Por meio de sequenciamento genético e análises de bioinformática, pesquisadores gaúchos identificaram cinco linhagens diferentes do vírus causador da covid-19 em circulação no Rio Grande do Sul. Uma dessas cepas é nova, e vem sendo denominada VUI-NP13L. Os cientistas encontraram, ainda, dois casos de coinfecção por coronavírus – uma infecção simultânea por vírus com genomas distintos em um mesmo indivíduo – no Estado.
A descoberta faz parte dos resultados de estudos de amostras coletadas exclusivamente no Rio Grande do Sul. Os genomas sequenciados foram depositados em bases internacionais e o estudo foi submetido a um periódico científico. O anúncio acontece uma semana depois de a Organização Mundial da Saúde (OMS) demonstrar preocupação com as novas variantes da covid-19, salientando a necessidade de fazer uma investigação meticulosa sobre possíveis impactos em vacinas, casos de reinfecções e coinfecções.
O material genético foi coletado pelo Laboratório de Microbiologia Molecular da Universidade Feevale, que recebe espécimes clínicos de pacientes de 40 municípios do Rio Grande do Sul. A amostragem é realizada por funcionários de saúde dessas cidades e enviada ao laboratório juntamente com informações dos pacientes, como idade, sexo, sinais clínicos e possível contato com outros casos suspeitos ou confirmados. Para esses estudos, foram selecionadas 92 amostras de pacientes com faixa etária de 14 a 80 anos, sendo 50% homens e 50% mulheres.
Posteriormente, as amostras foram enviadas ao Laboratório de Bioinformática do Laboratório Nacional de Computação Científica (LNCC) para a realização do sequenciamento genético e análises de bioinformática. Foi possível confirmar a disseminação generalizada da variante E484K na proteína S, que é a mesma mutação do coronavírus identificada no Rio de Janeiro no mês passado.
— Isso é preocupante, pois sabe-se que essa mutação pode estar associada a um escape de anticorpos formados contra outras linhagens do vírus. É mais uma evidência de que essas novas linhagens podem causar problemas mesmo em pessoas que já tenham uma imunidade prévia contra o Sars-CoV-2 — afirma Fernando Spilki, coordenador do Laboratório de Microbiologia Molecular da Feevale.

Dados de localização de pontos
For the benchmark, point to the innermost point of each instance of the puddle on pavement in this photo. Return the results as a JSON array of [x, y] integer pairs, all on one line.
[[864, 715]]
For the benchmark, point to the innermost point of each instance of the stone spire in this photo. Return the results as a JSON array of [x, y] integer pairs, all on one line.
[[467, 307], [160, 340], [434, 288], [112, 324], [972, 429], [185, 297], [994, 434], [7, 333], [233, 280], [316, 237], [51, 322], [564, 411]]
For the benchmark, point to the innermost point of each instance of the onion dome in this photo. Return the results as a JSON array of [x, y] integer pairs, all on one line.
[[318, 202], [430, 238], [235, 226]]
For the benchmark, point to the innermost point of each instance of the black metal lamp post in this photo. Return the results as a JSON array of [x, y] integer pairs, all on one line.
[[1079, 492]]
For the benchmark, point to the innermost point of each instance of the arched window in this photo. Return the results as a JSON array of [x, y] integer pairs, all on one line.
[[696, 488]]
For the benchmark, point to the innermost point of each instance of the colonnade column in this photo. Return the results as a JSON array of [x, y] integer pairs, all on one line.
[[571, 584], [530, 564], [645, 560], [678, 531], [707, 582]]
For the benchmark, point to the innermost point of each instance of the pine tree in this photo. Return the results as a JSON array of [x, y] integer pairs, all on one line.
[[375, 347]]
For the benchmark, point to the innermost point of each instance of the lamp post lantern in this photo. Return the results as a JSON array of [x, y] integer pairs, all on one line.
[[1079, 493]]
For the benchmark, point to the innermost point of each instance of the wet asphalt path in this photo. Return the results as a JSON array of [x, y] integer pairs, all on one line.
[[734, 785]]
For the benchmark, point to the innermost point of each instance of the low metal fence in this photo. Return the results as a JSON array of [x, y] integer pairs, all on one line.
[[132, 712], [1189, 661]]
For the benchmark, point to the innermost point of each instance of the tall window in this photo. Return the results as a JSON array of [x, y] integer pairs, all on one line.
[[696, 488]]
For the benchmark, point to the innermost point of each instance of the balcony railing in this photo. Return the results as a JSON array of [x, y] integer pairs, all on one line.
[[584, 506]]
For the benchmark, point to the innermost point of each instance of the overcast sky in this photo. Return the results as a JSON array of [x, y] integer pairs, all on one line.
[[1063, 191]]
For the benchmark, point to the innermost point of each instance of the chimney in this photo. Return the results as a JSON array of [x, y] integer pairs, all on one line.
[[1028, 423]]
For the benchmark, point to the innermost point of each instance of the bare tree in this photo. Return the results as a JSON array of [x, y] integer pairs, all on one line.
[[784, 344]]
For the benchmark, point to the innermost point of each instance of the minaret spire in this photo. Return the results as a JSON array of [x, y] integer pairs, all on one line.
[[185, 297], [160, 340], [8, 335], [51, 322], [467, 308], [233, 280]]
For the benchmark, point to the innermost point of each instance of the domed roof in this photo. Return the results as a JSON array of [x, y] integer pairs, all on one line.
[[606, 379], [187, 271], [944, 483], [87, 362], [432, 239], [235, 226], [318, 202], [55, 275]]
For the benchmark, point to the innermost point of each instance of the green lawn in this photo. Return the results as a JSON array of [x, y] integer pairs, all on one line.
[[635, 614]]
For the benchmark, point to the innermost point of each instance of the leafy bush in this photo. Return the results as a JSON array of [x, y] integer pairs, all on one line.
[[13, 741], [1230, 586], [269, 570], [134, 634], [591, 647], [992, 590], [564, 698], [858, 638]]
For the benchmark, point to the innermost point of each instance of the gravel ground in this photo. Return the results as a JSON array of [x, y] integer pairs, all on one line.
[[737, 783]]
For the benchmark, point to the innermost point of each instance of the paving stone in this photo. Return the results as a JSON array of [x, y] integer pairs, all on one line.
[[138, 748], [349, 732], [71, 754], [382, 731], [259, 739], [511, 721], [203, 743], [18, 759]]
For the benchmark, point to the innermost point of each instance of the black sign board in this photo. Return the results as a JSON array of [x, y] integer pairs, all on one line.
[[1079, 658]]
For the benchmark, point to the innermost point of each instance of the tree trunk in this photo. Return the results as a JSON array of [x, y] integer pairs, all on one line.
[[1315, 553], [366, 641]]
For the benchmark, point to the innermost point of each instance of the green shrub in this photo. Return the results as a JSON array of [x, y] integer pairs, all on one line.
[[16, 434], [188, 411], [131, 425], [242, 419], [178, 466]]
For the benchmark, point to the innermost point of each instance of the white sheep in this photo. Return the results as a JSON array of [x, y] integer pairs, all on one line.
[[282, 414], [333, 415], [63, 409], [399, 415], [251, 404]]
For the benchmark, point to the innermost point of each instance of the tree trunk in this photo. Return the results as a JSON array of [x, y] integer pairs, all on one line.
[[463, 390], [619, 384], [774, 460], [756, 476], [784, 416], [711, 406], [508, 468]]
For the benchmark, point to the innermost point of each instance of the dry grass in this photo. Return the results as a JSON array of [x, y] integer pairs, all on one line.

### Problema A
Responda com base no texto sobre as linhagens do coronavírus no Rio Grande do Sul:
(i) Quantas linhagens diferentes do vírus os pesquisadores identificaram em circulação no Estado?
(ii) Quantas amostras de pacientes foram selecionadas para os estudos?
(iii) A qual laboratório as amostras foram enviadas para o sequenciamento genético?
### Problema B
Prossiga com o texto sobre as linhagens do coronavírus no Rio Grande do Sul a partir do ponto em que ele termina.

### Resultado do exercício A
(i) Cinco linhagens.
(ii) 92 amostras.
(iii) Ao Laboratório de Bioinformática do Laboratório Nacional de Computação Científica (LNCC).

### Resultado do exercício B
Possibilidade de dispersão do vírus
Conforme os pesquisadores, os estudos realizados com amostras do Rio Grande do Sul geram preocupação devido à possibilidade de dispersão do vírus para outros Estados e países vizinhos da América do Sul. A região metropolitana de Porto Alegre concentra o maior número de casos, por isso, a análise do genoma ajuda a entender melhor a dinâmica, a estrutura populacional e as cadeias de transmissão locais do vírus.
Os pesquisadores também estão conduzindo experimentos in vitro com a nova linhagem encontrada no Estado, incluindo isolamento viral e investigação sobre neutralização ou não por anticorpos presentes no soro de pacientes infectados e recuperados. Os resultados dos estudos ainda não apontaram se essas novas linhagens da covid-19 são mais infecciosas ou mais agressivas. Também não há indícios de que elas sejam resistente às vacinas que estão sendo aplicadas ou em desenvolvimento, mas Spilki relata que isso está sendo monitorado.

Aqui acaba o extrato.